- _Aim_: Can you continue the Paul Hemmings biography from its final line?

- _Source_:
'''

- Born: Paul Jeremy Hemmings May 1963 (age 62) Liverpool, England
- Genres: Alternative rock, indie rock
- Occupations: Musician, record producer, photographer
- Instruments: Guitar, bass guitar, mandolin, piano, organ
- Years active: 1987–present
- Label: Viper

= Paul Hemmings =

Paul Jeremy Hemmings (born May 1963, Liverpool) is an English musician and photographer. He composed the theme song for the BBC soap opera Doctors.

==Career==
From 2000 to 2024, Hemmings composed the theme song for the BBC daytime soap opera Doctors.

Hemmings played with The La's, Mike Badger and The Onset and Ian Broudie and the Lightning Seeds. He is also a partner in Liverpool's independent Viper Label.

Hemmings' current project is called The Floatation Project. Their debut album Sonic Stories was called "understated splendour" by Mojo magazine in May 2005, whilst Uncut said "Guitarist Paul Hemmings can shine from other angles".

The second album Sounds From The Solar System released in October 2006, was called "fascinating, unsettling and unique" by Rough Trade Records.

==Associated acts==
- The La's (1987)
- The Onset (1987–1991)
- The Lightning Seeds (1994–1998)

'''

- _Records supplied_:
'''

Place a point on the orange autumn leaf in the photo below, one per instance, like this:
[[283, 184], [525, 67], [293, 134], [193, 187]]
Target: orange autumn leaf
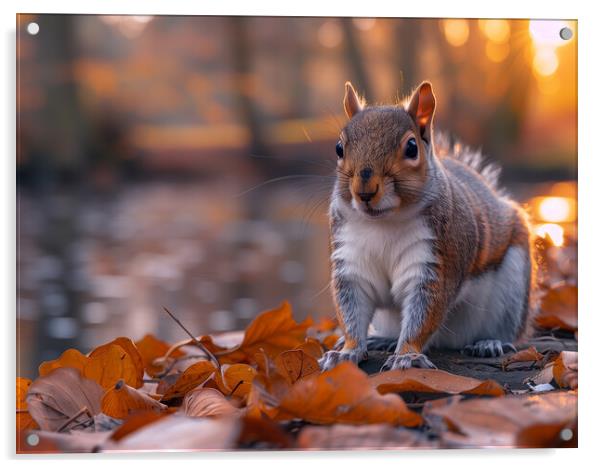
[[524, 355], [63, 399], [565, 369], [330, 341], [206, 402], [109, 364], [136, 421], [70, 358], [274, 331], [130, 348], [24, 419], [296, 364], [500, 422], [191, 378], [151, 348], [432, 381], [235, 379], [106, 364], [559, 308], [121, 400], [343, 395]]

'''
'''

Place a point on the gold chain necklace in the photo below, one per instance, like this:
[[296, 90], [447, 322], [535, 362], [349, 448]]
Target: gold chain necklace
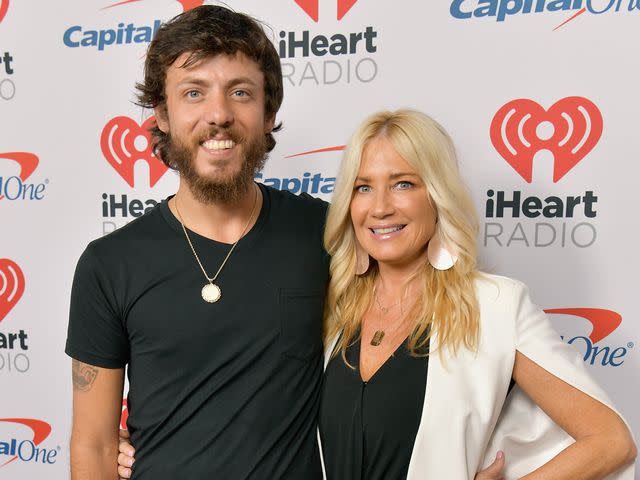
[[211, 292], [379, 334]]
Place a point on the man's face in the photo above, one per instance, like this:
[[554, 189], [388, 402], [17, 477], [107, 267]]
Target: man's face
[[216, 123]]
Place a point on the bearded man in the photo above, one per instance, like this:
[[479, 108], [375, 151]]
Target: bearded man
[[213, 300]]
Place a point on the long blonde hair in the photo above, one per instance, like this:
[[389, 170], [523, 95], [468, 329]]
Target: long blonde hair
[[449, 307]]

'''

- _Result_:
- The Floatation Project (2005–present)

==Solo discography==
- Studio albums (as The Floatation Project)
- Sonic Stories (2005)
- Sounds from the Solar System (2006)
- Made out of Worldly Shapes (2011)
- Late Night Blue (2011)

==Session discography==
- The La's – "Way Out" (1987)
- The Onset – The Pool of Life (1988)
- The Membranes – Kiss Ass Godhead! (1988)
- Neuro – The Electric Mothers of Invention (1993)
- Sensuround – "When I Get to Heaven" (1993)
- Mike Badger – Volume (1999)
- Mike Badger – Double Zero (2000)
- Steve Roberts – It Just Is (2001)
- The La's – Lost La's 1986–1987: Callin' All (2001)
- Aviator – Huxley Pig Part 1 (2002)
- Otaku No Denki – The Future Played Backwards (2003)
- Chris Elliot – Fierce Truth and Fortune (2007)
- Mike Badger – Rogue State (2011)
- Space – "Blow Up Doll" (2016)
- Space – Give Me Your Future (2017)
- The Thomas Scott Quintet – Marionette (2020)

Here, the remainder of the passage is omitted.